Written exercise: Rewrite the part of the items below that opens with their first line and closes with the line containing "<point>290,111</point>", offsetting every x and y coordinate in the point answers by 140. Keep each request line unchanged.

Input rows start

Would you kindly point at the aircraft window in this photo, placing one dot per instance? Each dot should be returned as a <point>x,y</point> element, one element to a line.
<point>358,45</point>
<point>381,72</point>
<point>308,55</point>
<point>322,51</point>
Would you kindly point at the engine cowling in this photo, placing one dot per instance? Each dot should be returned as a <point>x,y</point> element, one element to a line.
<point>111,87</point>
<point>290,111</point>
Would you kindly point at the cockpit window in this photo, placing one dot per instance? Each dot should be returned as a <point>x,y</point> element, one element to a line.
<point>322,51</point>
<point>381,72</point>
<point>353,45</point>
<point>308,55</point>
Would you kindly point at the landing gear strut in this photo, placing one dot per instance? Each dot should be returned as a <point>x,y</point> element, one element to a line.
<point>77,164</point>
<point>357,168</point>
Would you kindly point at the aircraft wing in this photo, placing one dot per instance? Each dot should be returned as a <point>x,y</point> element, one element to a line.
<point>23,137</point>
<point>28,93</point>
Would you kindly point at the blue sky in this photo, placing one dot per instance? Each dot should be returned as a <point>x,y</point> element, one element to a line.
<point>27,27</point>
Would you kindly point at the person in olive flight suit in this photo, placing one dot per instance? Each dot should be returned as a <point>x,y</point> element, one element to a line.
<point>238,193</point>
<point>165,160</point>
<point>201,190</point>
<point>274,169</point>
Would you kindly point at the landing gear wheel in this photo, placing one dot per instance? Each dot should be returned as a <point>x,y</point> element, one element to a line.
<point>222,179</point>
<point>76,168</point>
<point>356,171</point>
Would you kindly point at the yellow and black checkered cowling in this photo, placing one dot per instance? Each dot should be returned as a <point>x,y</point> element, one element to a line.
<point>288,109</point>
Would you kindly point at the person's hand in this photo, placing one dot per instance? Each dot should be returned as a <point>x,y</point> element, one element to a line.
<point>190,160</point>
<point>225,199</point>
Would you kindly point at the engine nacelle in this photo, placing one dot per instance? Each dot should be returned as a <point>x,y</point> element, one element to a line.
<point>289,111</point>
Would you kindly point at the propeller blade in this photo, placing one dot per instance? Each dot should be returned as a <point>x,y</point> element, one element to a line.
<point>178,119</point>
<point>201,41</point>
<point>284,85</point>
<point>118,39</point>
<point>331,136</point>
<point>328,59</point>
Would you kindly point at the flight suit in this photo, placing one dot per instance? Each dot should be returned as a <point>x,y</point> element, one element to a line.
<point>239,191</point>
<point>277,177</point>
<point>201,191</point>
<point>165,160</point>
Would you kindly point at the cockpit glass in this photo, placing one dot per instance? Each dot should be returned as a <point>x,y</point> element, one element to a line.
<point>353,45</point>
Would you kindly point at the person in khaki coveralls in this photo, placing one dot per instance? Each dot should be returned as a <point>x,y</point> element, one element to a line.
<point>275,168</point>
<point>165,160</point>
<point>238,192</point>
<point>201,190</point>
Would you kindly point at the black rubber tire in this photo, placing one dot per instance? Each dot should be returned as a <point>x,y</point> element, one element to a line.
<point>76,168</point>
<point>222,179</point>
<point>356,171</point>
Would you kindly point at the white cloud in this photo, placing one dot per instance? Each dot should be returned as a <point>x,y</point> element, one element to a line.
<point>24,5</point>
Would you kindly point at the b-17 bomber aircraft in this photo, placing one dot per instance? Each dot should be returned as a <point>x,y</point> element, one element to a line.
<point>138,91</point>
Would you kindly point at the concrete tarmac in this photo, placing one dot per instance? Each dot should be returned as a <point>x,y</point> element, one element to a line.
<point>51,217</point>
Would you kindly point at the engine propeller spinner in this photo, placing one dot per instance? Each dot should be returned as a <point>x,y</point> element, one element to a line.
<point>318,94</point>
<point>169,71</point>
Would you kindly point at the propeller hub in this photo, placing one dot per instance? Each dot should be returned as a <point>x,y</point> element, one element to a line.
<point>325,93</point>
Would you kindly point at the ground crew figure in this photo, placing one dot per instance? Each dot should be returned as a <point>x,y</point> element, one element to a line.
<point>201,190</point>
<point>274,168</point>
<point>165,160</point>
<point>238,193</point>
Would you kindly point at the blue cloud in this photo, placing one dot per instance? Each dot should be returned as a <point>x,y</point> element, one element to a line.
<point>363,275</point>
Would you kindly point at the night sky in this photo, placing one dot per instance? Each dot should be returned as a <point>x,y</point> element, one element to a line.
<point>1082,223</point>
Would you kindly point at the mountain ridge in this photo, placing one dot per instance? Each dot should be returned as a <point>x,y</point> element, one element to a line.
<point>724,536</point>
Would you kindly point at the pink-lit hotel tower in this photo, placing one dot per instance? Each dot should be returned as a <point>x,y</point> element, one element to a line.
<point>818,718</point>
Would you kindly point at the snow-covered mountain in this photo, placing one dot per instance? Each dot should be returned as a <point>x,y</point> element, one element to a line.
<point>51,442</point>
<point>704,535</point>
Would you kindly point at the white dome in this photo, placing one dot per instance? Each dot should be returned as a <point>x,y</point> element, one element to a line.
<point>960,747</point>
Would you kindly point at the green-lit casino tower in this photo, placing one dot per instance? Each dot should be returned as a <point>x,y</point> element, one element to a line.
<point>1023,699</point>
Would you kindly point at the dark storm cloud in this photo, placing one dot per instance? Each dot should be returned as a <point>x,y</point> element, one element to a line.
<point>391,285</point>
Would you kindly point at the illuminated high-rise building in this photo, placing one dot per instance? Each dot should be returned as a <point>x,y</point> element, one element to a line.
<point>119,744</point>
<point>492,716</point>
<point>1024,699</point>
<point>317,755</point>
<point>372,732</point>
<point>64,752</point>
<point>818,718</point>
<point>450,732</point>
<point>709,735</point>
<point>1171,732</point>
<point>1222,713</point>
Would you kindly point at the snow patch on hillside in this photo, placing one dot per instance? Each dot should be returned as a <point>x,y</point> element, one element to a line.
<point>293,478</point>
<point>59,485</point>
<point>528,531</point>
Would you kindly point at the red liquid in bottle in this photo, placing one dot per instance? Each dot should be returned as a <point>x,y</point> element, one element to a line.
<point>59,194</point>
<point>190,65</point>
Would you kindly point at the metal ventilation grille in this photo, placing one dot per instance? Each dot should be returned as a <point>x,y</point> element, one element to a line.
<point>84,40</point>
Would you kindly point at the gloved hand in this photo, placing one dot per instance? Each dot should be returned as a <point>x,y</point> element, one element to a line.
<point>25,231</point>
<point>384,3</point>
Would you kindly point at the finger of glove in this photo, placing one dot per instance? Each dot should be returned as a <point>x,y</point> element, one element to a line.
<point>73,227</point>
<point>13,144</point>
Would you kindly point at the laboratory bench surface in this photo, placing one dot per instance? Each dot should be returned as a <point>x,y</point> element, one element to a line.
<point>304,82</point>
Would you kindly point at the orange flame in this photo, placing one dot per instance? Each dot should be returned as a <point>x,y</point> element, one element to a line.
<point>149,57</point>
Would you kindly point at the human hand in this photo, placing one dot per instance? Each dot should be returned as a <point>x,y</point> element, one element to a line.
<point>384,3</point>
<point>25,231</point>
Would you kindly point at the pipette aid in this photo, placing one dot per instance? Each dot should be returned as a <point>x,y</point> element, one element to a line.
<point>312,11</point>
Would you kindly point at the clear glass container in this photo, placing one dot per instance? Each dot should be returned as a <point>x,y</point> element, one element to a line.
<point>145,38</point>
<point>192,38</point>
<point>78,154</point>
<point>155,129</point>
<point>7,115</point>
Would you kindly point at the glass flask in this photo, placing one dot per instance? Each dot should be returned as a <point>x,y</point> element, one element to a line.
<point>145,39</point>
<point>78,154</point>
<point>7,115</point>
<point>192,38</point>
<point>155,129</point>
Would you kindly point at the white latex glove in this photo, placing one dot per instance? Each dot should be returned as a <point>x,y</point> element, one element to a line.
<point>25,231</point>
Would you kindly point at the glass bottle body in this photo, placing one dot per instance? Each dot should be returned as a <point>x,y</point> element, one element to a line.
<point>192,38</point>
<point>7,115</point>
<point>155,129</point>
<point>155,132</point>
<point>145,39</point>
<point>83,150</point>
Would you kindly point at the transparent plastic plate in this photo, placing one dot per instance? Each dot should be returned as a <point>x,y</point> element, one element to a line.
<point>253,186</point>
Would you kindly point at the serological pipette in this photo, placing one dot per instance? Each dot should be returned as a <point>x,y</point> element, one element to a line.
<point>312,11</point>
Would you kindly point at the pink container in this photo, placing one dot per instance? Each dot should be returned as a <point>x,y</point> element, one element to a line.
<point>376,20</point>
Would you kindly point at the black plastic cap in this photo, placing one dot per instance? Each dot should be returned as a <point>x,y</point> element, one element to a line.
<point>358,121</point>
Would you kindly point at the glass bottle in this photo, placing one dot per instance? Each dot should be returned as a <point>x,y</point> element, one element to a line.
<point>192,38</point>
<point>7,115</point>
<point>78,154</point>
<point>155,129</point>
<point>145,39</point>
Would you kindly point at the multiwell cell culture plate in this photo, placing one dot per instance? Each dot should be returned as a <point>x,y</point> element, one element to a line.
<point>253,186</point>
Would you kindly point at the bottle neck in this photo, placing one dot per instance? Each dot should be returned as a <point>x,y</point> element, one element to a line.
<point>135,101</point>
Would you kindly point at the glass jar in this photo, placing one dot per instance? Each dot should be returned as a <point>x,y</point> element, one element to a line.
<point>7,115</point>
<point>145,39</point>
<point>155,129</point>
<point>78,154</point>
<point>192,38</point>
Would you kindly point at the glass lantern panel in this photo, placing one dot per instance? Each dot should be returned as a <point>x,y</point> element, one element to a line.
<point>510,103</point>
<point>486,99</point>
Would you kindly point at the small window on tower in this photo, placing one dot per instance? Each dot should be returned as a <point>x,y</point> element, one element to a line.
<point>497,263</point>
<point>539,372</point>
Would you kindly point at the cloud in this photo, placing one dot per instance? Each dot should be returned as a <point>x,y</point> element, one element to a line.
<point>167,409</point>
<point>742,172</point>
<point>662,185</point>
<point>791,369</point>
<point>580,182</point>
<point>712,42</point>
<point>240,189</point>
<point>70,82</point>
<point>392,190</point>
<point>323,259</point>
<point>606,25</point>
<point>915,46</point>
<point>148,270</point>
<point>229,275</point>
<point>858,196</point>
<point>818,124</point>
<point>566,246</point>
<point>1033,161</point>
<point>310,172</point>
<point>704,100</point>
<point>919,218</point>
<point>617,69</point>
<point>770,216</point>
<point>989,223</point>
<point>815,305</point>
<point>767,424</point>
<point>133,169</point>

Input rows end

Full answer:
Would you kindly point at the aircraft window in this photo, placing one dot per instance? Each dot should be returned as a <point>x,y</point> element, one element to a line.
<point>498,185</point>
<point>521,212</point>
<point>448,195</point>
<point>462,191</point>
Would you kindly point at the engine cowling in this photo, placing one dot per instance? Each dot should be returned as a <point>x,y</point> element, one element to a line.
<point>251,227</point>
<point>430,251</point>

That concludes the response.